Dataset records:

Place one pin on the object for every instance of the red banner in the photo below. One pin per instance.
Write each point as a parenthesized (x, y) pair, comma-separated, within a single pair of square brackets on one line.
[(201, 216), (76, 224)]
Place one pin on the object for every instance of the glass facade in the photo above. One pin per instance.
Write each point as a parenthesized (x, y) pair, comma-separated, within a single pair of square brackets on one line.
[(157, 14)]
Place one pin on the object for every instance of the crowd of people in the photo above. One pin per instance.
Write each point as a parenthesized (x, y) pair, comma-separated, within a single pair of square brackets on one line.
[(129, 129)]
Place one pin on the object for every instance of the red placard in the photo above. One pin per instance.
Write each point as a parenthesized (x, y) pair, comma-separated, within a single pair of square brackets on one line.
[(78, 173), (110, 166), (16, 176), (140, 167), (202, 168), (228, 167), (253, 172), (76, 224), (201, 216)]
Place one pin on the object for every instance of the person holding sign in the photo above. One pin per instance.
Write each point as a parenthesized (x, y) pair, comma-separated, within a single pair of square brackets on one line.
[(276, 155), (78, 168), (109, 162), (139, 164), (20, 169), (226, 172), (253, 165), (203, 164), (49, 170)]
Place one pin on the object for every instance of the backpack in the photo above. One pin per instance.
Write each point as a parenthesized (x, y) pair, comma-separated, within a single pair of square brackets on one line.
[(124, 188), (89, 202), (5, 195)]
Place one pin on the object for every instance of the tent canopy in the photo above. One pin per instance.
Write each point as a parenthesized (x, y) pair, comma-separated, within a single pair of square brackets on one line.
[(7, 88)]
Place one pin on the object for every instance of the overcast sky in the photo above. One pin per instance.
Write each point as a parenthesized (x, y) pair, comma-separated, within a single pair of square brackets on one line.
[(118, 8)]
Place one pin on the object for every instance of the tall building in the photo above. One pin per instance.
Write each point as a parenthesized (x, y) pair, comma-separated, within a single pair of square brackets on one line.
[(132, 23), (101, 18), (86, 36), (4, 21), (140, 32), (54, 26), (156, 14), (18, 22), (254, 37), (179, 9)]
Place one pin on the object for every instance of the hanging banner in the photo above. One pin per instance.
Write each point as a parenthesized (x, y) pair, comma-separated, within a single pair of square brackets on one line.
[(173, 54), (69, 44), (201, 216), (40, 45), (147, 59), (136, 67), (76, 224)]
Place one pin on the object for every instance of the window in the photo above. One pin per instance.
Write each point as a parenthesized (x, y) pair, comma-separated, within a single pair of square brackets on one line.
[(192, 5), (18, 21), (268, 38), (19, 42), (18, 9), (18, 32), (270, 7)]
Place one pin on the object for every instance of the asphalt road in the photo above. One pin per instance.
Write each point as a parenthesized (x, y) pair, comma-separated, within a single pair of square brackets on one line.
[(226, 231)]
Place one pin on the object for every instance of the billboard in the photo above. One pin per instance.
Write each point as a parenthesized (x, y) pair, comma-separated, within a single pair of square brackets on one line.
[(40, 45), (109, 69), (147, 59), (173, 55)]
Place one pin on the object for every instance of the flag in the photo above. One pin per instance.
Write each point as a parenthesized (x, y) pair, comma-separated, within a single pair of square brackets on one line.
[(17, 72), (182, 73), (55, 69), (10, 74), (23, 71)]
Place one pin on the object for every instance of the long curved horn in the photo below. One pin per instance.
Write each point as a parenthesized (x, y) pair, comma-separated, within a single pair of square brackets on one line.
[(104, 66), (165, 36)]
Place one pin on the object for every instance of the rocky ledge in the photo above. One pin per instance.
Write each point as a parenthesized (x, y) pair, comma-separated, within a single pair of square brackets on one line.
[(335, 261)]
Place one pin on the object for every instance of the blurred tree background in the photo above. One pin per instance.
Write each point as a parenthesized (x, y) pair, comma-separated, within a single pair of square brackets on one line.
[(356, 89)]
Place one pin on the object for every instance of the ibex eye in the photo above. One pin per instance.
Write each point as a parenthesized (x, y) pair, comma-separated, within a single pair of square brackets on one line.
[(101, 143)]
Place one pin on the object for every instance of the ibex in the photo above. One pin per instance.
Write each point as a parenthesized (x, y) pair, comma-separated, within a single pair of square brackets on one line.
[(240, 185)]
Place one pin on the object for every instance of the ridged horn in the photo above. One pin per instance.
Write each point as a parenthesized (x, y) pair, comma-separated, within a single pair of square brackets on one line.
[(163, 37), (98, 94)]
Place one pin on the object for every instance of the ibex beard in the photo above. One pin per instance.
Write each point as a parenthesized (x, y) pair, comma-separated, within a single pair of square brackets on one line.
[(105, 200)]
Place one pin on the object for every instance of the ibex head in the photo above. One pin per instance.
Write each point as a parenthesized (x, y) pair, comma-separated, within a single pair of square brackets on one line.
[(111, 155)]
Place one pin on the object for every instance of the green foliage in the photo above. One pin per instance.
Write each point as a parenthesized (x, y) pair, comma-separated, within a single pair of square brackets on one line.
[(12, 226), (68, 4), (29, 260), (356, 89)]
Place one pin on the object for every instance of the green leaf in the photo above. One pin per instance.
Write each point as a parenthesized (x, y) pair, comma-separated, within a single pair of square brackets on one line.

What you will do:
Look over the data above and show each line that contains "banner".

Answer to this problem:
Place one pin on the object for every instance of the red banner in the photo below. One pin per instance.
Place one pin on the object for every instance of the hanging banner in the photo above. One pin per instance.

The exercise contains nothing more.